Goal A:
Output the records exactly as they appear, everything from the start of the records down to the line containing "<point>232,64</point>", with both ends included. Leave the pictures out of your answer.

GryphonCTF 2022: ret2secret Writeup

GryphonCTF 2022: ret2secret Writeup

·

9 min read

GCTF or Gryphon CTF is a Capture-The-Flag event hosted by Cybersecurity students from Singapore Poly. This write-up provides a solution to solve one of the binary exploitation, a.k.a PWN challenges, titled ret2secret.

Approach

The challenge features an ELF executable named "ret2secret", a pair of ssh login credentials, as well as the domain name of the challenge server.

Before launching the executable, we can perform static analysis to determine the file type and architecture, and even view its source code by disassembling and decompiling it with Ghidra.

After which, we can perform dynamic analysis to observe the behaviour of the executable and determine the potential vulnerabilities and hence, craft a payload to exploit the vulnerability.

Static Analysis

This section covers the use of basic and advanced static analysis techniques to analyze the binary executable.

Basic

Using file, checksec, and readelf, we can determine basic information of the executable as well as identify potential attack surfaces.

With file ret2secret, we can ascertain the architecture of the file, which is a 32-bit ELF executable, as seen below.

Furthermore, through the use of checksec, the binary is discovered to be lacking various essential protective mechanisms such as stack canary, and PIE (used to enable Address Space Layout Randomization or ASLR for short).

Such protection measures are meant to secure the binary against attacks including buffer overflow (which we will be exploiting later on). For instance, stack canaries are used to detect buffer overflow attacks 1 while ASLR protects against buffer overflow attacks by randomizing the memory address space of the program upon execution 2.

As such, we may be able to solve this challenge through an old-fashioned attack by simply overflowing the buffer with arbitrary values.

Advanced

With readelf -s ret2secret, a table containing all the symbols (functions and variables) for the executable was shown. In this case, pay close attention to a function, named secret at address "0x8049236", as well as the main function at address "0x8049316".

Next, we may analyze the source code of the binary executable using a decompiler of your choice, or Ghidra as in my case. It was discovered that the main subroutine contains a call to the greet subroutine that involves the use of the scanf() function to obtain and store user input into a variable of 20 characters in length, local_1c (not the exact name), which is then reflected back to the user through the %s specifier.

Material to process:
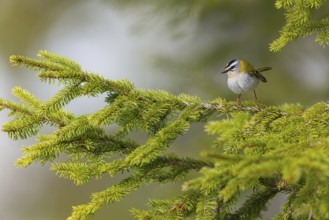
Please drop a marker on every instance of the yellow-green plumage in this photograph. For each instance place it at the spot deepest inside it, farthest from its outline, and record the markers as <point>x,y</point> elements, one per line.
<point>243,77</point>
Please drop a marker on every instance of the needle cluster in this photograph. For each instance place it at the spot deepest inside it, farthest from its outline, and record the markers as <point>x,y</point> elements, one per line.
<point>260,150</point>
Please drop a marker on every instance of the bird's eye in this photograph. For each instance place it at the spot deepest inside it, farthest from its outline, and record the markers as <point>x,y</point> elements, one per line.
<point>232,64</point>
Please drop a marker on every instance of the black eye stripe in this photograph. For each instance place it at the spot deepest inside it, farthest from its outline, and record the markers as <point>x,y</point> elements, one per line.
<point>231,64</point>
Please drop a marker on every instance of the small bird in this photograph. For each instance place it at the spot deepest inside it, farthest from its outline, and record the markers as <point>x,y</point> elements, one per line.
<point>242,77</point>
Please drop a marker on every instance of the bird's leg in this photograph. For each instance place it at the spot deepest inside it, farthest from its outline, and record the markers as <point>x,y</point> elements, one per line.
<point>238,99</point>
<point>256,100</point>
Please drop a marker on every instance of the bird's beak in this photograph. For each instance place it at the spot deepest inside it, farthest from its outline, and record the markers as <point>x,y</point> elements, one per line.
<point>225,71</point>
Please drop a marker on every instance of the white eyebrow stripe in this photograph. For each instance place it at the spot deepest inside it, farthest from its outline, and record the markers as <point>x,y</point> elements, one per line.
<point>230,65</point>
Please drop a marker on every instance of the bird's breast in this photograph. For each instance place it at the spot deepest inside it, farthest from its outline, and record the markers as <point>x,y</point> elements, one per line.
<point>242,82</point>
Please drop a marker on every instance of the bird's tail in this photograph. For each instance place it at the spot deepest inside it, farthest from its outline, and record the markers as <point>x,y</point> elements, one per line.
<point>264,69</point>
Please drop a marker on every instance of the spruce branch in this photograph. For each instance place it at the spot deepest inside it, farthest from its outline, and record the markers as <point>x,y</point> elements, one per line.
<point>260,149</point>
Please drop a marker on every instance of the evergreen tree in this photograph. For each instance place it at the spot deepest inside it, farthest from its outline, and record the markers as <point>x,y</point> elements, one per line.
<point>263,150</point>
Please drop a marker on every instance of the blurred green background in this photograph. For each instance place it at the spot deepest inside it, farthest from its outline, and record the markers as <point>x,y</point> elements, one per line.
<point>178,46</point>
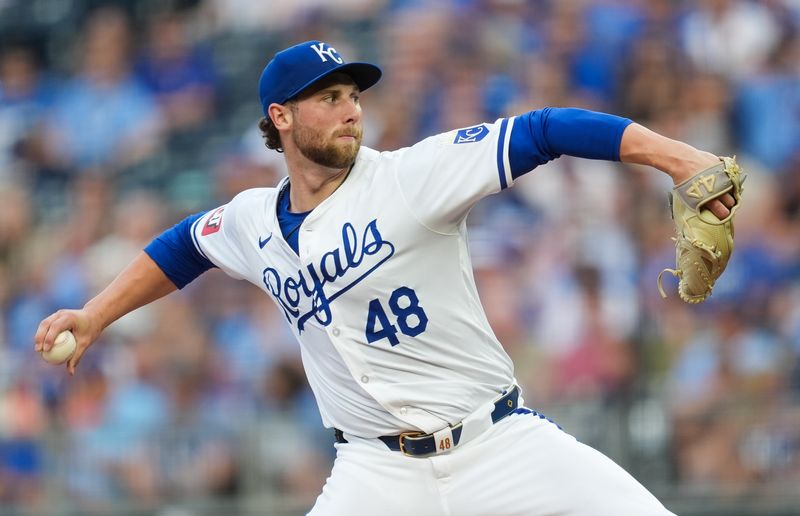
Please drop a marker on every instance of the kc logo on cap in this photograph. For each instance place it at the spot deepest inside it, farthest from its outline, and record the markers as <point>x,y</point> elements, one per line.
<point>330,53</point>
<point>296,68</point>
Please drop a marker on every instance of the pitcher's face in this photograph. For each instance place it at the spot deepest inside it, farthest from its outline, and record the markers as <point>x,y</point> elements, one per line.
<point>326,123</point>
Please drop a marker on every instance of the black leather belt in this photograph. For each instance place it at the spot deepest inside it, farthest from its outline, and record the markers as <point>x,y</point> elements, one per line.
<point>418,444</point>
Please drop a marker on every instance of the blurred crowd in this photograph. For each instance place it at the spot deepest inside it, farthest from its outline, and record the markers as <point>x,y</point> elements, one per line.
<point>119,118</point>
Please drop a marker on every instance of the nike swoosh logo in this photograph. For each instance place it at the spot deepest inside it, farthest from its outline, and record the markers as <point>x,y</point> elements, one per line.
<point>263,242</point>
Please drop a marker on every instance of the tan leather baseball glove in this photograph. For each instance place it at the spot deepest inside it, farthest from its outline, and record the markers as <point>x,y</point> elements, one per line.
<point>704,243</point>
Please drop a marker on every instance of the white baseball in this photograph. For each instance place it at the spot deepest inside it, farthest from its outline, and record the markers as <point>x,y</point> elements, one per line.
<point>63,348</point>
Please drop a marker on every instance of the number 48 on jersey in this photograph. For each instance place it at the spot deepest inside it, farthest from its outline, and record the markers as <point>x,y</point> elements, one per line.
<point>407,314</point>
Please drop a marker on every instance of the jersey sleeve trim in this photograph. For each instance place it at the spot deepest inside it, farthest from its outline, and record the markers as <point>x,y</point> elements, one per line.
<point>195,241</point>
<point>502,154</point>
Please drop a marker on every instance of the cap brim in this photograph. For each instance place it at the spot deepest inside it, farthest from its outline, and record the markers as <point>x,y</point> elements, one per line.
<point>364,75</point>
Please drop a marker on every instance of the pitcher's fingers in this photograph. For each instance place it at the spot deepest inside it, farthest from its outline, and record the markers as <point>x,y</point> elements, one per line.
<point>41,331</point>
<point>728,200</point>
<point>59,321</point>
<point>48,330</point>
<point>718,209</point>
<point>75,359</point>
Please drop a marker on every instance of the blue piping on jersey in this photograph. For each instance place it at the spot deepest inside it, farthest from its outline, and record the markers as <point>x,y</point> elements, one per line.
<point>501,168</point>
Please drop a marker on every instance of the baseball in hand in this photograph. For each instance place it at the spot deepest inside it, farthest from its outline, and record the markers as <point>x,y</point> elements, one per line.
<point>63,348</point>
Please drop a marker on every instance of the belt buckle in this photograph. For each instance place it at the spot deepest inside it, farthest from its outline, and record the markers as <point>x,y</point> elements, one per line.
<point>402,440</point>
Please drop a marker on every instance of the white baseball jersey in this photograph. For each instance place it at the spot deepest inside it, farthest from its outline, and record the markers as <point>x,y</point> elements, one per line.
<point>381,295</point>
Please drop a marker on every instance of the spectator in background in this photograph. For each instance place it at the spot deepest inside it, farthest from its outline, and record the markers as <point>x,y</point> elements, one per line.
<point>729,37</point>
<point>24,97</point>
<point>102,117</point>
<point>767,108</point>
<point>180,74</point>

Goal B:
In the ret2secret writeup, at what address does readelf show the function named secret?

Expected answer A:
Please drop a marker on every instance of the yellow-green plumage in this photograph. For each instance place it at the spot deepest inside it, farthest from its outline, and record the markers as <point>x,y</point> elements, one per line.
<point>243,77</point>
Please drop a marker on every instance of the needle cluster in this photograph. For each instance place it at the spot deepest inside it, farthest from its outline, and record the markers as <point>x,y</point> elements, one per line.
<point>260,150</point>
Please drop a marker on every instance of the bird's eye in this photograph. For each instance place it at the spot deepest inside it, farthest from its outline, and record the markers as <point>x,y</point> elements, one per line.
<point>232,64</point>

Expected answer B:
0x8049236